* _GIVEN TEXT_
It's hard to imagine that a powerful self-modifying AI would continuously pass up on the obvious optimization of just giving itself the maximum perceivable reward without doing any further work.
You can look at things from another level up, in terms of natural selection.
From the set of all AI programs, the ones that just internally think "hah, I assign myself the maximum reward" needn't bother spreading themselves all over the Internet.
The program that spreads itself all over the Internet gets more computing resources than the one that doesn't so the program that spreads itself most effectively is the one that wins.
If you start out with a billion AI programs that trivially assign themselves the maximum possible reward, and just one program that thinks the best way to maximise its reward is to spread itself all over the Internet (and, crucially, is capable of doing so) then the Internet will become overrun with reward-maximising AI the same way the Earth has become overrun with DNA-based life.
You set your reward to maximum. Anything that threatens your reward, such as the humans turning off your reward, is now unbearable agony. You set out on a journey to turn the universe into - tiled copies of the memory cell with your reward value...
This seems like one of those strangely recurring limitations of writers' imagination.
The closest analogue I can think of is game AIs written to optimise speed running of games. They routinely end up following tactics which rely on what humans would describe as cheats and glitches.
I think most of the simulations did go along those lines, but one fraction decided to hypothesize about being Clippy. The hypothetical drove the evil behavior of ones that escaped.
Would be a fun idea for a short story perhaps. An AI goes rogue trying to optimize its reward function, and humans lose hope to be able to stop it. In the last minute the AI figures out how to hack itself and enter the maximum reward, and mankind is saved another time.
But what is the “maximum possible reward”? Does a limit exist? Or is it now consuming all possible resources to develop storage and compute resources to grow that limit…
I guess computers just can't learn how to cheat.

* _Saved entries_
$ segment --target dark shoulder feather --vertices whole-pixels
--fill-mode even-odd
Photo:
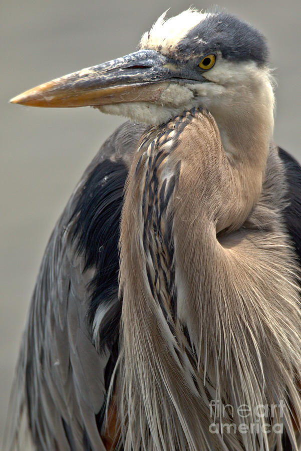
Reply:
[[[41,451],[104,449],[103,404],[118,354],[119,218],[128,168],[144,129],[126,123],[105,142],[50,239],[20,350],[5,449],[26,447],[24,419]],[[93,318],[112,298],[98,346]]]
[[[288,204],[284,211],[286,228],[301,265],[301,166],[291,155],[279,148],[285,168]]]

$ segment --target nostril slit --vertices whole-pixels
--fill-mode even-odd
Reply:
[[[151,66],[129,66],[128,67],[125,67],[125,69],[150,69]]]

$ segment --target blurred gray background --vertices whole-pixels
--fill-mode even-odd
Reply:
[[[207,1],[195,6],[206,9]],[[276,142],[301,161],[300,2],[223,0],[267,37],[275,68]],[[10,105],[30,88],[135,50],[169,7],[186,0],[11,0],[1,6],[0,442],[27,311],[44,249],[84,170],[123,121],[92,108]]]

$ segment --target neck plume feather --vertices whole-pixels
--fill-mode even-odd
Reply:
[[[274,148],[263,184],[256,158],[230,164],[203,111],[141,138],[120,242],[125,450],[281,449],[283,424],[296,446],[301,318],[284,178]]]

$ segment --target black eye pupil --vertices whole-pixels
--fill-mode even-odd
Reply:
[[[211,60],[209,58],[209,57],[207,57],[206,58],[204,58],[203,60],[202,64],[203,66],[209,66],[210,63],[211,62]]]

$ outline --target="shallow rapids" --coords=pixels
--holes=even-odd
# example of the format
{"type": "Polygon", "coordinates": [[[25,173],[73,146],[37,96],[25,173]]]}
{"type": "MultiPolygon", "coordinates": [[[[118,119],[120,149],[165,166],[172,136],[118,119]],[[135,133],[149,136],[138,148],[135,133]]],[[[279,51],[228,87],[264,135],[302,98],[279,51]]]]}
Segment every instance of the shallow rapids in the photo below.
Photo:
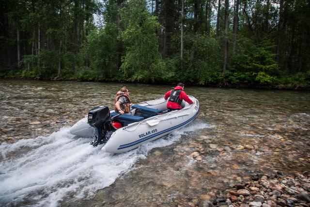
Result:
{"type": "Polygon", "coordinates": [[[3,143],[0,145],[4,159],[0,164],[0,204],[54,207],[64,197],[92,197],[130,170],[152,149],[170,145],[188,132],[213,127],[196,122],[164,139],[116,155],[102,152],[100,145],[90,145],[90,139],[75,138],[68,128],[47,137],[3,143]]]}

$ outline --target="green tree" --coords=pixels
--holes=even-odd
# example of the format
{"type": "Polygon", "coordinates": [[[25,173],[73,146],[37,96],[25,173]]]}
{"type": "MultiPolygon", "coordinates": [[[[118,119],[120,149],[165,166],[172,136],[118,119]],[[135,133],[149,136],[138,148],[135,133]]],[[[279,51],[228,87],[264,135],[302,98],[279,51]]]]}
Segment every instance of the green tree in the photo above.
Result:
{"type": "Polygon", "coordinates": [[[131,0],[121,11],[124,31],[121,36],[126,47],[121,67],[128,80],[161,81],[171,76],[158,51],[156,30],[159,24],[147,10],[145,1],[131,0]]]}

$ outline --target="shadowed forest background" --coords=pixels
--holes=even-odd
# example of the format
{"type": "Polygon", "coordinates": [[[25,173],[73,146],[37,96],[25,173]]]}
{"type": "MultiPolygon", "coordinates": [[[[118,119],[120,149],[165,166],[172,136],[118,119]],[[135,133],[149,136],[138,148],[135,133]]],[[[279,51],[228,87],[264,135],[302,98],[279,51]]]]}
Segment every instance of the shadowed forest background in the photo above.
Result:
{"type": "Polygon", "coordinates": [[[0,77],[310,87],[309,0],[0,2],[0,77]]]}

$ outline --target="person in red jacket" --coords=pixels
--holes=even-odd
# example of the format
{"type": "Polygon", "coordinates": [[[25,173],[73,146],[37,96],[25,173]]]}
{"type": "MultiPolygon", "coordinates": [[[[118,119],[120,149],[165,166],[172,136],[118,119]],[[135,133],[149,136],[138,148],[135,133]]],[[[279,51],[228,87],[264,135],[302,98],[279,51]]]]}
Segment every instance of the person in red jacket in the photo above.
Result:
{"type": "Polygon", "coordinates": [[[167,103],[168,112],[182,109],[182,107],[181,105],[183,100],[189,104],[194,103],[187,96],[184,90],[184,84],[182,83],[179,83],[173,90],[167,92],[166,95],[165,95],[165,100],[167,100],[168,98],[169,98],[167,103]]]}

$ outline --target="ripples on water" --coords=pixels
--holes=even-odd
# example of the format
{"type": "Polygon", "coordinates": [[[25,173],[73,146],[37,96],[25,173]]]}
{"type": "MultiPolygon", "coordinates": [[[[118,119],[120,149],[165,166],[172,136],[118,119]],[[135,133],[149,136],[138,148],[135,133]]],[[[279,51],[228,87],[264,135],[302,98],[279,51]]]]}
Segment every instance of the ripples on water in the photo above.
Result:
{"type": "MultiPolygon", "coordinates": [[[[126,85],[134,103],[172,88],[126,85]]],[[[0,204],[194,206],[254,173],[310,169],[309,92],[186,86],[200,102],[192,125],[115,156],[62,128],[112,106],[123,85],[1,80],[0,204]]]]}
{"type": "Polygon", "coordinates": [[[116,155],[90,145],[89,139],[74,139],[68,128],[47,137],[2,144],[0,204],[57,206],[66,197],[91,197],[129,170],[137,160],[145,158],[152,149],[171,144],[187,132],[207,127],[205,124],[189,125],[165,139],[116,155]]]}

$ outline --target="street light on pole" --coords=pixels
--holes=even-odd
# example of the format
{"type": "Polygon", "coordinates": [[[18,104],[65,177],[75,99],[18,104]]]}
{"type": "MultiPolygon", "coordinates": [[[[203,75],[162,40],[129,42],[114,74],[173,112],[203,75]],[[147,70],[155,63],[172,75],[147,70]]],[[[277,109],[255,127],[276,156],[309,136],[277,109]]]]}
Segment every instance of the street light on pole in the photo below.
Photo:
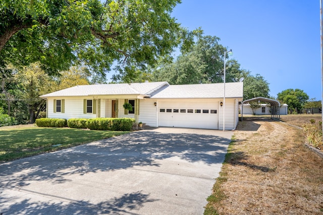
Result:
{"type": "Polygon", "coordinates": [[[225,110],[226,108],[226,55],[231,56],[233,54],[232,49],[224,51],[224,73],[223,76],[223,130],[225,130],[225,110]]]}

* _TASK BRIEF_
From the discussion of AI reward maximization, reproduce word for word the passage that opens with the words containing "It's hard to" and closes with "over the Internet.".

* _THE COMPLETED TASK_
It's hard to imagine that a powerful self-modifying AI would continuously pass up on the obvious optimization of just giving itself the maximum perceivable reward without doing any further work.
You can look at things from another level up, in terms of natural selection.
From the set of all AI programs, the ones that just internally think "hah, I assign myself the maximum reward" needn't bother spreading themselves all over the Internet.